:: Given information

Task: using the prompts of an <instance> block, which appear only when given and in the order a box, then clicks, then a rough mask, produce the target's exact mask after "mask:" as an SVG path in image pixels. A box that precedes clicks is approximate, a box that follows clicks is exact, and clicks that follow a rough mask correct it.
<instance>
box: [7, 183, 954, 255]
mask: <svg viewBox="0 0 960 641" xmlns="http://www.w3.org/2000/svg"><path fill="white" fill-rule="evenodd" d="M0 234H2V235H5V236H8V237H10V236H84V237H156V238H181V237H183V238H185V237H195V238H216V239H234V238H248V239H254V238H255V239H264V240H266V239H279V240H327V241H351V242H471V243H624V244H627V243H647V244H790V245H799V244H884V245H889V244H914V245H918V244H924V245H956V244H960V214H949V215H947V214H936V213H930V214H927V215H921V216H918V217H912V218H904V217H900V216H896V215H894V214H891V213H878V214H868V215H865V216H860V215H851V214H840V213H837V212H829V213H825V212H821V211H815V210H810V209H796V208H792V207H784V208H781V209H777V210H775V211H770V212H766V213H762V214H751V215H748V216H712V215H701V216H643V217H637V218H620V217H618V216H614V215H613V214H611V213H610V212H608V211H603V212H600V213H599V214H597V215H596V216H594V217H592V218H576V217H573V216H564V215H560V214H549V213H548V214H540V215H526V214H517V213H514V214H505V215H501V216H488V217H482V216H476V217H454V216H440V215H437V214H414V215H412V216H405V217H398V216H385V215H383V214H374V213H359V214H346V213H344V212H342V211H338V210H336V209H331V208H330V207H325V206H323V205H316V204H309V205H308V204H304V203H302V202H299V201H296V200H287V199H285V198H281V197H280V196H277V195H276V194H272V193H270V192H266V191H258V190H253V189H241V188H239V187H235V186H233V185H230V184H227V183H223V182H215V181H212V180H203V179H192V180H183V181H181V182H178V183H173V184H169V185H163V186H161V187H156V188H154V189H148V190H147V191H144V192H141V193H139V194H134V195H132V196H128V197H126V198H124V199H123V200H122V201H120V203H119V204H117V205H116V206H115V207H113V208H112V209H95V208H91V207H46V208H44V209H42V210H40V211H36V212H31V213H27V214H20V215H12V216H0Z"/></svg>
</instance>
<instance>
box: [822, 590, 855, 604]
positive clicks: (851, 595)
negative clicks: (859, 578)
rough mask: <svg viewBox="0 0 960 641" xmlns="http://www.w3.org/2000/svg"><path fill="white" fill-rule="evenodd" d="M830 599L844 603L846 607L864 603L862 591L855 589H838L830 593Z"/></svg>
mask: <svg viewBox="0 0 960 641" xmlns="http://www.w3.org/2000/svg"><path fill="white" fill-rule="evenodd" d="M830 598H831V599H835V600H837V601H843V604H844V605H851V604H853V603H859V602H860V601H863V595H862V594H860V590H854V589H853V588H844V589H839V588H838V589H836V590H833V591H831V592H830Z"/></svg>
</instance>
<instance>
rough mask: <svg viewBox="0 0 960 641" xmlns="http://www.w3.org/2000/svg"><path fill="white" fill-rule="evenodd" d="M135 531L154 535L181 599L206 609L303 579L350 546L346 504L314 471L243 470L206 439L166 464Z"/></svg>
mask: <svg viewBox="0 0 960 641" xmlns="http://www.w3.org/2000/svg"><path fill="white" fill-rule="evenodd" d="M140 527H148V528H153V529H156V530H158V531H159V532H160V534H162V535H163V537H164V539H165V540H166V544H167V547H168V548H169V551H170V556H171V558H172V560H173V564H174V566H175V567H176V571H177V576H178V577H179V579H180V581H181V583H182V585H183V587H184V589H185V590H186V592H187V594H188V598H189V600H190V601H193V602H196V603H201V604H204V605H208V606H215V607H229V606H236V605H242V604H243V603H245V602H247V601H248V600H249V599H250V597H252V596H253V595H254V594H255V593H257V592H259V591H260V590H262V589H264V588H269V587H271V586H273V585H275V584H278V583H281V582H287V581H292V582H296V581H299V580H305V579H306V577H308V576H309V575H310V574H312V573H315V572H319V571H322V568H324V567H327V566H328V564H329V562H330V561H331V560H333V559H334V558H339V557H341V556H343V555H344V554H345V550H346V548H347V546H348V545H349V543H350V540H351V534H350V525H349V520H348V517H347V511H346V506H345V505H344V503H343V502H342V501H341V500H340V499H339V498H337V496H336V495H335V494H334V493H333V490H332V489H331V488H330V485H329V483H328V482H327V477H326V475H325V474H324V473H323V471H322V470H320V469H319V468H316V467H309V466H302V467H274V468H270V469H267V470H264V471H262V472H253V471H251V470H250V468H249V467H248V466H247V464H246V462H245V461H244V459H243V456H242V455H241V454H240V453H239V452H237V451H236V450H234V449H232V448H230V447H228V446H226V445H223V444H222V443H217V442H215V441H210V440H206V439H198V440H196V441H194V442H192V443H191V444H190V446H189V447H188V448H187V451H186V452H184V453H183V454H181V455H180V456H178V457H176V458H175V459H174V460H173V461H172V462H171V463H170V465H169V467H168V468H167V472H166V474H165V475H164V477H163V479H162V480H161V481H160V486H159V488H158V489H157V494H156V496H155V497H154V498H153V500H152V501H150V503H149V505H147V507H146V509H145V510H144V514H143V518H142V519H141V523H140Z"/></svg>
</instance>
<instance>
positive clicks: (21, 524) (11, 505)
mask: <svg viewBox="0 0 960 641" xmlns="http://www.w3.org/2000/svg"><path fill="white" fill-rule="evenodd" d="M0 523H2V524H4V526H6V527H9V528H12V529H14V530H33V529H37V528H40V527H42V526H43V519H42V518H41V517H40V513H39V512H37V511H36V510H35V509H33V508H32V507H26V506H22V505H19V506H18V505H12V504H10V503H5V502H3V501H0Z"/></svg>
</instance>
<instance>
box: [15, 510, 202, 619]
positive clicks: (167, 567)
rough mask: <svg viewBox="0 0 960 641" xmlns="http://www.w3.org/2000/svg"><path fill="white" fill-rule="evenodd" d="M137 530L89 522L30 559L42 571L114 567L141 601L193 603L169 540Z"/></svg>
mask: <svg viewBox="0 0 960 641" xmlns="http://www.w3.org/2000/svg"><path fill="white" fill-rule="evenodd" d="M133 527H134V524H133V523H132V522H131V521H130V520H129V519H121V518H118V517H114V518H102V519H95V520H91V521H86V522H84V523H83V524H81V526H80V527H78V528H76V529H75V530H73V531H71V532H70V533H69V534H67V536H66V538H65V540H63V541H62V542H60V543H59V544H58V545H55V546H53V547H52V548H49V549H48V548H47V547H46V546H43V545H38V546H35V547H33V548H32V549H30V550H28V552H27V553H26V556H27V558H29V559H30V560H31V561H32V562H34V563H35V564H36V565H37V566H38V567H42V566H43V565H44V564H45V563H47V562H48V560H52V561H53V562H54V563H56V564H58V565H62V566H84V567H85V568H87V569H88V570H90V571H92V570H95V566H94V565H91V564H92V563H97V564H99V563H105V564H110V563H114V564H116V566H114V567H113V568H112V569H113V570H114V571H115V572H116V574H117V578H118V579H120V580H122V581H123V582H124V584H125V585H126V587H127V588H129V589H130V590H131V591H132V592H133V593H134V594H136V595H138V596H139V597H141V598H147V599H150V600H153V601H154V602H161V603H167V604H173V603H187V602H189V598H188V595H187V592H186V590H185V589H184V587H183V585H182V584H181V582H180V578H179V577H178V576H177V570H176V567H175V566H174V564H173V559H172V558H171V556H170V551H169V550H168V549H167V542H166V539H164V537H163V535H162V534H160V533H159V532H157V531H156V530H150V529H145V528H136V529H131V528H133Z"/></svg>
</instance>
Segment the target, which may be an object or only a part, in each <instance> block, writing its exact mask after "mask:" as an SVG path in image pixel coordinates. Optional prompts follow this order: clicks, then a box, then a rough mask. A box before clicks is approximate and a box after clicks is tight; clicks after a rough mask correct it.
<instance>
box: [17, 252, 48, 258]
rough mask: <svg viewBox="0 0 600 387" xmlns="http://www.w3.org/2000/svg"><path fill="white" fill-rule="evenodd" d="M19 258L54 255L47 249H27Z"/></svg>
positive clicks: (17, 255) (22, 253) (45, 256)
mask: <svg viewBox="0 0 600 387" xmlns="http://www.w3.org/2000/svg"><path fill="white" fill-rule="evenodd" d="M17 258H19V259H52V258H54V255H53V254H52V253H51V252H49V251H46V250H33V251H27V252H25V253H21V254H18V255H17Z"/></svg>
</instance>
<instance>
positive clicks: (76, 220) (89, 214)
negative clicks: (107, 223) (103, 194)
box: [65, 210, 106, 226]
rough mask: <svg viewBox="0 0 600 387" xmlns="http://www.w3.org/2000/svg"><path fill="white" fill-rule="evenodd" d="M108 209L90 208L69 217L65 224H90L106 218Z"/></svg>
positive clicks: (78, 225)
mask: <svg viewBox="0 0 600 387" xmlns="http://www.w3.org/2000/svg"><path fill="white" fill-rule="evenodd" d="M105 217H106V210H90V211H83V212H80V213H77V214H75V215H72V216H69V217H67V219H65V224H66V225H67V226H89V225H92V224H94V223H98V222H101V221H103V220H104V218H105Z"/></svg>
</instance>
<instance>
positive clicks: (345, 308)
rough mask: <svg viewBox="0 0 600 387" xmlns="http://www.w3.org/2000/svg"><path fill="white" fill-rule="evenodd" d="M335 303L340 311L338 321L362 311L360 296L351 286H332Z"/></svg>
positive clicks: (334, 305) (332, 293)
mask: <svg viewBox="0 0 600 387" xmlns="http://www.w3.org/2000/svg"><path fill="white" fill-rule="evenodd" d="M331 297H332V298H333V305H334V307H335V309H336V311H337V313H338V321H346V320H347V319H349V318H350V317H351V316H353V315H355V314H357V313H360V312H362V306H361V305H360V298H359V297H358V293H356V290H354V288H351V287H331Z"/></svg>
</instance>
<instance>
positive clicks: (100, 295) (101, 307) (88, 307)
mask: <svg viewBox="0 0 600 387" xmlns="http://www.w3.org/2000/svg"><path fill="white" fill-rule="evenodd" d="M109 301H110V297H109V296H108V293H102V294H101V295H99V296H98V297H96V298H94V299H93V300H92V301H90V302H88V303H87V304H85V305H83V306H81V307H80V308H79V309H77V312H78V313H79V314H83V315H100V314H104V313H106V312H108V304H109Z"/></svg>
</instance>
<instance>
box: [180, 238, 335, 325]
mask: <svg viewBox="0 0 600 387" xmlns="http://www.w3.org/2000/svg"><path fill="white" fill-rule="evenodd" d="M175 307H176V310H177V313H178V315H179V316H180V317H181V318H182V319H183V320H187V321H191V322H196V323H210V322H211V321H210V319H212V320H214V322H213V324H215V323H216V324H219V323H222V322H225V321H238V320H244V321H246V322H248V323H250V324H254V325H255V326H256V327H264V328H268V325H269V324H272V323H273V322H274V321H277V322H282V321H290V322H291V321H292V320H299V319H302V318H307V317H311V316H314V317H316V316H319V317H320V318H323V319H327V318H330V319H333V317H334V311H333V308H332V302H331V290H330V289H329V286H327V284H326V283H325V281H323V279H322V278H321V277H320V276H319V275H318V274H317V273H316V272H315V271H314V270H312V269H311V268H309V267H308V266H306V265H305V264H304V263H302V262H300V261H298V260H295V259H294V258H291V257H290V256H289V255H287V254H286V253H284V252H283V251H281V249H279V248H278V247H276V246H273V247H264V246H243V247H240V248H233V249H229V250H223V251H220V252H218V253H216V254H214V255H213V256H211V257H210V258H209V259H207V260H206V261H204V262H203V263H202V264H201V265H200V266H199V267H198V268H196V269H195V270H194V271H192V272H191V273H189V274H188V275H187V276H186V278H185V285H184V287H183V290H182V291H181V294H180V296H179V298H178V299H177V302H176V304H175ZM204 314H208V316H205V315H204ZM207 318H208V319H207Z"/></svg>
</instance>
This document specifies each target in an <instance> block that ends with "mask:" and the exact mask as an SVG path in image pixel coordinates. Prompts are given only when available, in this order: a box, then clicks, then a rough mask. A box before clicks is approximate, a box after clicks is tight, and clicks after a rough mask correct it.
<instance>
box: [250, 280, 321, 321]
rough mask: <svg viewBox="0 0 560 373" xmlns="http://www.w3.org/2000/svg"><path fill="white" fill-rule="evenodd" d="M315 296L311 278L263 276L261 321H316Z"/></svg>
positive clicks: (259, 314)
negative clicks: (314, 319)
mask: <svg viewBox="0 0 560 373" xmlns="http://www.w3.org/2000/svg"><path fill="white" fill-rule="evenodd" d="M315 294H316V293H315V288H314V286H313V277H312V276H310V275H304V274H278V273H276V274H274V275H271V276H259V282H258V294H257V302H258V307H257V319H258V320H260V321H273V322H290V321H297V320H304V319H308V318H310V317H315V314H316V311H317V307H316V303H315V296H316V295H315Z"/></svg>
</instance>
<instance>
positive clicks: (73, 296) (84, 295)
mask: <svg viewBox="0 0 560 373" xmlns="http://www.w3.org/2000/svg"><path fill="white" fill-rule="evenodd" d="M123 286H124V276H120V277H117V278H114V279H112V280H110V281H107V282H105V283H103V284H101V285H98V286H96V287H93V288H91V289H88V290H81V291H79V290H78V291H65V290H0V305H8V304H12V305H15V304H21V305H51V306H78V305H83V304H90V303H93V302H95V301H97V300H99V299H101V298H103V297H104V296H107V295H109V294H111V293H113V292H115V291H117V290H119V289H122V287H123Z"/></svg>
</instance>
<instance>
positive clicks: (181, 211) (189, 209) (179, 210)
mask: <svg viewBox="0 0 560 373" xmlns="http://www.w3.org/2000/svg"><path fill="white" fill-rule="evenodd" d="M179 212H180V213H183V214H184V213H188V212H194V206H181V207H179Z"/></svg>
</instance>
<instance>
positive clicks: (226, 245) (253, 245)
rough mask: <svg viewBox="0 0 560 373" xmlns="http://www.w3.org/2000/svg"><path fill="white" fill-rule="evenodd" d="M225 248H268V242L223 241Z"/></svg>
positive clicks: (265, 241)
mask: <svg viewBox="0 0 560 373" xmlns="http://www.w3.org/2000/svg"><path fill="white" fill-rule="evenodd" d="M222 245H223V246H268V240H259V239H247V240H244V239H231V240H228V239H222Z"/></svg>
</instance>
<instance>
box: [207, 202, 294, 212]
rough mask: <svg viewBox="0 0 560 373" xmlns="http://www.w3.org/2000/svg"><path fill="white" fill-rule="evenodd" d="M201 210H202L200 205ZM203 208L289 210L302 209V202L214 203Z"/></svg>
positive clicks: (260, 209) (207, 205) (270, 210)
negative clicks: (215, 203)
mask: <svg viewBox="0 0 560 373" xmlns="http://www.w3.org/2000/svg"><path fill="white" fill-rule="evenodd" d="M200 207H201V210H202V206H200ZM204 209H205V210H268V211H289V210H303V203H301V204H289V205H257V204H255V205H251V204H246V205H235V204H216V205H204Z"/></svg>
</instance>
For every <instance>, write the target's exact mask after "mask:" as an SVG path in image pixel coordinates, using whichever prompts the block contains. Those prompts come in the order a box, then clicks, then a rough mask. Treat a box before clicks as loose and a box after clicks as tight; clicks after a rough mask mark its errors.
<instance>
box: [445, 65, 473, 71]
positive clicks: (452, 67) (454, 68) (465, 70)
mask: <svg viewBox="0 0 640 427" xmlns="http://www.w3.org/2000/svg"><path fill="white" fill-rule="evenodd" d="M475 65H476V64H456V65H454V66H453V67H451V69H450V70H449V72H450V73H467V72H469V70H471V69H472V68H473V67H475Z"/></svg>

::::

What you will do:
Would you output, from the records above, exactly the run of lines that starts at the line containing "box: [65, 210, 106, 226]" and ends at the line containing "positive clicks: (345, 308)", and only that run?

Exercise output:
box: [65, 210, 106, 226]
rough mask: <svg viewBox="0 0 600 387" xmlns="http://www.w3.org/2000/svg"><path fill="white" fill-rule="evenodd" d="M108 209L90 208L69 217L65 224H90L106 218Z"/></svg>
positive clicks: (78, 225)
mask: <svg viewBox="0 0 600 387" xmlns="http://www.w3.org/2000/svg"><path fill="white" fill-rule="evenodd" d="M105 217H106V210H90V211H83V212H80V213H77V214H75V215H72V216H69V217H67V219H65V224H66V225H67V226H89V225H92V224H94V223H98V222H101V221H103V220H104V218H105Z"/></svg>
</instance>
<instance>
positive clicks: (345, 308)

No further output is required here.